* PROVIDED TEXT
------

Moonlight Mile

Starring:
Jake Gyllenhaal as Joe Nast
Dustin Hoffman as Ben Floss
Susan Sarandon as JoJo Floss
Aleksia Landeau as Cheryl
Holly Hunter as Mona Camp
Careena Melia as Diana Floss
Ellen Pompeo as Bertie Knox
Dabney Coleman as Mike Mulcahey

Special Features:
Deleted Scenes
Audio Commentary by Director Brad Silberling
Audio Commentary by Dustin Hoffman, Jake Gyllenhaal, and Brad Silberling
“Moonlight Mile: A Journey To Screen”

Other Info:
Widescreen (2.35:1) – Enhanced for 16×9 Televisions
Dolby Digital 5.1 Surround Sound
Spanish Subtitles
Running Time: 117 Minutes

Synopsis:
After the tragic death of his fiancée, Joe Nast is left alone with his in-laws to be, Ben and JoJo Floss. Together the three must face a barrage of well-wishers, life without Diana, and the trial of her murderer. To make matters worse, each feels a secret responsibility for her death. Despite no longer having a tie with Ben and Jojo, Joe stays around to keep them company out of a sense of obligation. However, he inadvertently finds a new love, Bertie, while mourning Diana. Can he pursue a relationship with her while still feeling responsible for Diana’s parents?

This film is partially based on the life of the film’s writer and director, Brad Silberling.

“Moonlight Mile” is rated PG-13 for some sensuality and brief strong language.

The Movie:
I must admit that I didn’t look forward to seeing this movie. I knew what it was about and I was expecting nothing but a dramatic tearjerker. The last thing I wanted to see was a depressing film about death and tragedy. However, while the film did include those somber aspects, it also had a surprising amount or humor and intrigue.

The much needed humor keeps the film from being a completely miserable experience. Sarandon makes unexpected light of the parade of well wishers that come by the house. A dog provides a lot of comic relief by barfing in the middle of a party, getting beat up by Bertie’s cat, and more. Poor Joe looks completely blindsided by all of the sympathy. Subtle bits of humor are also spread throughout the movie in the background. Joe can’t seem to sit in front of a TV without seeing the Newlywed Game or the Dating Game. A photography studio is filled with wedding portraits of many different brides in identical poses. The photographer seems particularly confused when Ben asks to stand in a different pose. All of these bits of humor totally change the mood of the film and make it much more accessible for those trying to avoid a tearjerker.

------

* TASK 1
Gather every line of the records that contains the string "glove".
* TASK 2
Continue the Moonlight Mile review from the point where it ends.
The records bear no relation to the Moonlight Mile review that precedes them.

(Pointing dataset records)
------

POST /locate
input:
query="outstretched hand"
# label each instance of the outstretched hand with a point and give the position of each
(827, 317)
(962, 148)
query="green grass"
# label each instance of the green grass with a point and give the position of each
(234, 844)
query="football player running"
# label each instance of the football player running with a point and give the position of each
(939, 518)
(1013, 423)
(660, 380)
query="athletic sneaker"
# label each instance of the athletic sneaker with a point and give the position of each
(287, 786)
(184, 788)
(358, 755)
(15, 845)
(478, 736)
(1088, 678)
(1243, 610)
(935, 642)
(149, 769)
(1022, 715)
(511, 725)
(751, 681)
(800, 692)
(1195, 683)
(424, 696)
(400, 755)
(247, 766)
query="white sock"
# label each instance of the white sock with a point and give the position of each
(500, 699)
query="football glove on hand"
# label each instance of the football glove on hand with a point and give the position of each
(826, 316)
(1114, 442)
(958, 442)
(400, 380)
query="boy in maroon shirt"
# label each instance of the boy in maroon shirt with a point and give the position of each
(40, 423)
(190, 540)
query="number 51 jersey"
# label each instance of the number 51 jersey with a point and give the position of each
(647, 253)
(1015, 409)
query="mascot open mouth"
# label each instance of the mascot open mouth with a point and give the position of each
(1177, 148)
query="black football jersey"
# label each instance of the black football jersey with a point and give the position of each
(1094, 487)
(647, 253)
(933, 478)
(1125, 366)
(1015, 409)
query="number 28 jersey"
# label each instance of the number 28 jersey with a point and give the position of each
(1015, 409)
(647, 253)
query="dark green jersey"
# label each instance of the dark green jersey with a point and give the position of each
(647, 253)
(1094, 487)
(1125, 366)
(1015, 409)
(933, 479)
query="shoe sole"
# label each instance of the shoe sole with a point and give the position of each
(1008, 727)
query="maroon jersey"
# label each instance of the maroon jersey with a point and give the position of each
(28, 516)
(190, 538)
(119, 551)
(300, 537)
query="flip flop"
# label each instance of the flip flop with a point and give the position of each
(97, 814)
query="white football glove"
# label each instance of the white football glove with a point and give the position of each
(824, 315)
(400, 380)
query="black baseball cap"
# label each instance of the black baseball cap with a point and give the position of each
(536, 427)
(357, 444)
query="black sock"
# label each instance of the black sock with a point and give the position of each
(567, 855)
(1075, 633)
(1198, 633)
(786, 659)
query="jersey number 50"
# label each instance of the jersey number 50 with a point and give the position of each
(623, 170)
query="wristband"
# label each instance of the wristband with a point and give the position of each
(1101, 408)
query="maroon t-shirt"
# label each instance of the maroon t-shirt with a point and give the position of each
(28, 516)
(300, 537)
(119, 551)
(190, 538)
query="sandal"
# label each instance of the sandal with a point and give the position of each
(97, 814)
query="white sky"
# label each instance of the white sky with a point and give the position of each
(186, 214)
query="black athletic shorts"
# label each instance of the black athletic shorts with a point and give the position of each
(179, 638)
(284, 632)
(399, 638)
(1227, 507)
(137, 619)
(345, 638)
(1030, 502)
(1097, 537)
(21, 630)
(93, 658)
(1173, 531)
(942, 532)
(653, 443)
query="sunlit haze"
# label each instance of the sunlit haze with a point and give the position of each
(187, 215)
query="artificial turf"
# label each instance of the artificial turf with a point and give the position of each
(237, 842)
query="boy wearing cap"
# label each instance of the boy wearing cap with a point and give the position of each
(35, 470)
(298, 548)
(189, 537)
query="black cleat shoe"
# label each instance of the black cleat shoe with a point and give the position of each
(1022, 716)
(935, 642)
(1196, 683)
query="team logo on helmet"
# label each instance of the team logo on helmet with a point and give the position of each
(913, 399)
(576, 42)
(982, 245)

------

* RESPONSE 1
query="football glove on hand"
# label each instance of the football glove on hand with a point and give the position of each
query="white football glove"
# label each instance of the white football glove with a point and give the position of each

* RESPONSE 2
The cast, as you would expect, is excellent. Dustin Hoffman is great as the work-obsessed father. Only after his daughter is gone does he realize how he neglected her, yet he still feels compelled to answer every telephone call. Susan Sarandon is funny as the eccentric mother who does her best to hide her loneliness and sadness at losing Diana. Her reactions to the funeral will make people laugh, especially if you’ve been through one. Having been to a number of funerals myself lately, I completely sympathized with her character. Jake Gyllenhaal is also fantastic as the guilt-ridden Joe. He doesn’t know how to feel about the loss of Diana and his confusion is only compounded by the secret he holds. Ellen Pompeo, who is apparently a clone of Renee Zellweger, is cute as his new love interest. She is also able to hold her own with all of these well-known actors. All together they help raise the quality of the film considerably.

The soundtrack is pretty good. It features quite a bit of classic rock from the 70′s. In fact, the film is set in the early 70′s though this is never implicitly stated. I only realized it myself halfway through. I guess that says something about today’s retro styles.

As much as I thought the film was funny, well made, and well acted, it does get a bit boring towards the end. As the story gets closer and closer to the trial of the murderer, the comedy drops away and everything gets a bit darker. I was interested in the story through about ¾ of it, then I lost interest. Your enjoyment of it will depend largely in your taste in movies.

The Extras:
This DVD has a few high quality extras. There are quite a few Deleted Scenes included on the disc. You can play them with commentary from the writer / director if you choose. None of the scenes add much to the overall story, though.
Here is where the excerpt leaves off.